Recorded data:
-------------------------

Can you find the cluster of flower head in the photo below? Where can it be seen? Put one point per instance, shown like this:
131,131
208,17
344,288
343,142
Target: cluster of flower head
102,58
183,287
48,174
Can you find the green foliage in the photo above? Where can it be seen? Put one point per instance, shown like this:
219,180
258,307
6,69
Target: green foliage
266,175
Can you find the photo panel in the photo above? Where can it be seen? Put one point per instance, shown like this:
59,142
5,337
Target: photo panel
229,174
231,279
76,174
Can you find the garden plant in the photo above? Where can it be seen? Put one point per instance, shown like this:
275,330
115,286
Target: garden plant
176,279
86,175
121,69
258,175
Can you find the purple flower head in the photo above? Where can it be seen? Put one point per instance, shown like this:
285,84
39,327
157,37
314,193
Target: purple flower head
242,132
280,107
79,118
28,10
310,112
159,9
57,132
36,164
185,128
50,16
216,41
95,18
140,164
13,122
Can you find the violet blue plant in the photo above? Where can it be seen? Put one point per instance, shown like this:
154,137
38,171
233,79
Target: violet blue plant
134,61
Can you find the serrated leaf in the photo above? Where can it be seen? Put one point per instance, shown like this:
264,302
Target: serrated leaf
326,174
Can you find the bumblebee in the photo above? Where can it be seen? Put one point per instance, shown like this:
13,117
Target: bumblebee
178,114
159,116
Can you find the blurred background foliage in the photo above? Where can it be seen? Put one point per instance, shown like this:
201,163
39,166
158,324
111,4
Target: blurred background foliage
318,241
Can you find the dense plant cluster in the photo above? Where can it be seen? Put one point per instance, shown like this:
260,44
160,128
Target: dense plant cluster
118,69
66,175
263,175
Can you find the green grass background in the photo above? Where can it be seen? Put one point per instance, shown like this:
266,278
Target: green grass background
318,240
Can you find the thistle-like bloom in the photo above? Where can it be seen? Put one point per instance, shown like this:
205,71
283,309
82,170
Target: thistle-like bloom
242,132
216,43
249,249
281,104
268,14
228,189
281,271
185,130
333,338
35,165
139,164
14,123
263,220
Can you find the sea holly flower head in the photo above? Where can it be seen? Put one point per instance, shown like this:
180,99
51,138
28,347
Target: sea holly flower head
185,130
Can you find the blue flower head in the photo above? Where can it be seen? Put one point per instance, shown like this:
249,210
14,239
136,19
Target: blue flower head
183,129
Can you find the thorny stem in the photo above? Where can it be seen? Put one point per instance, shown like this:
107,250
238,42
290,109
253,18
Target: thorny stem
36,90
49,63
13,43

-------------------------

Having read the entries above, set each one down again exactly.

Can you find the cluster of flower head in the photo below? Where can it be seen? Put one point per instance, shown like this:
131,131
208,17
344,288
343,142
Target: cluster of flower head
102,58
183,287
48,174
Can you find the green foliage in the photo above? Where can it be seen? Put one point per instance, shown like this:
219,180
258,307
6,69
Target: green foliage
266,175
Can you find the photo panel in the photo above? Where can it be seen? Put one point per instance, shown like this:
59,142
5,337
Target: photo panel
229,174
231,279
76,174
Can you find the garden plant in the photo above? Where can it be seen? Put one point per instance, shown like this:
275,330
115,286
Target: garden plant
176,279
86,175
121,69
258,175
Can you find the purple flower head in the photo above? Where can it be seen? Put one point per instance, shown like this:
285,84
39,327
157,37
314,193
Target: purple flower head
242,132
280,107
79,118
28,10
310,112
159,9
57,132
36,164
185,128
50,16
216,41
95,18
140,164
13,122
Can you find the violet blue plant in the photo above? Where can it be seen? Put one point per instance, shown like this:
154,137
38,171
233,79
Target: violet blue plant
134,61
Can you find the serrated leaf in the photo above? Where can it be seen? Put one point per instance, shown like this:
264,302
Target: serrated leaf
326,174
Can you find the bumblebee in the photo above? Where can it be seen? Put one point per instance, shown like this:
13,117
Target: bumblebee
178,114
159,116
Can you find the blurred background foliage in the photo above? Where can it be seen? Put one point per instance, shown like this:
201,163
39,166
158,324
111,4
Target: blurred background foliage
318,241
Can you find the dense plant cluster in the photo above? Where can it be seen? Put one point per instance, shown like this:
260,44
160,128
Target: dense plant cluster
118,69
66,175
263,175
Can you find the green grass background in the photo above? Where can it be seen? Put one point per instance, shown like this:
266,278
Target: green grass background
318,240
Can you find the thistle-like bloom in the photo above? Where can it be seen? Put one point per instance, shown like this:
205,71
283,309
82,170
Target: thistle-like bloom
242,132
216,43
249,249
281,104
268,14
228,189
281,271
185,130
333,338
35,165
139,164
14,123
263,220
Can you find the sea holly flower head in the photo above? Where can it be seen? Put one point per instance, shown like this:
180,99
51,138
28,347
Target: sea holly flower head
185,130
Can you find the blue flower head in the photo above? Where can it be seen? Put one point per instance, shown like this:
249,210
14,239
136,19
Target: blue flower head
183,129
Can you find the thorny stem in the photo above? Where can it be seen? Put one point per instance, shown like this:
107,250
238,42
290,109
253,18
Target: thorny stem
36,90
49,63
13,43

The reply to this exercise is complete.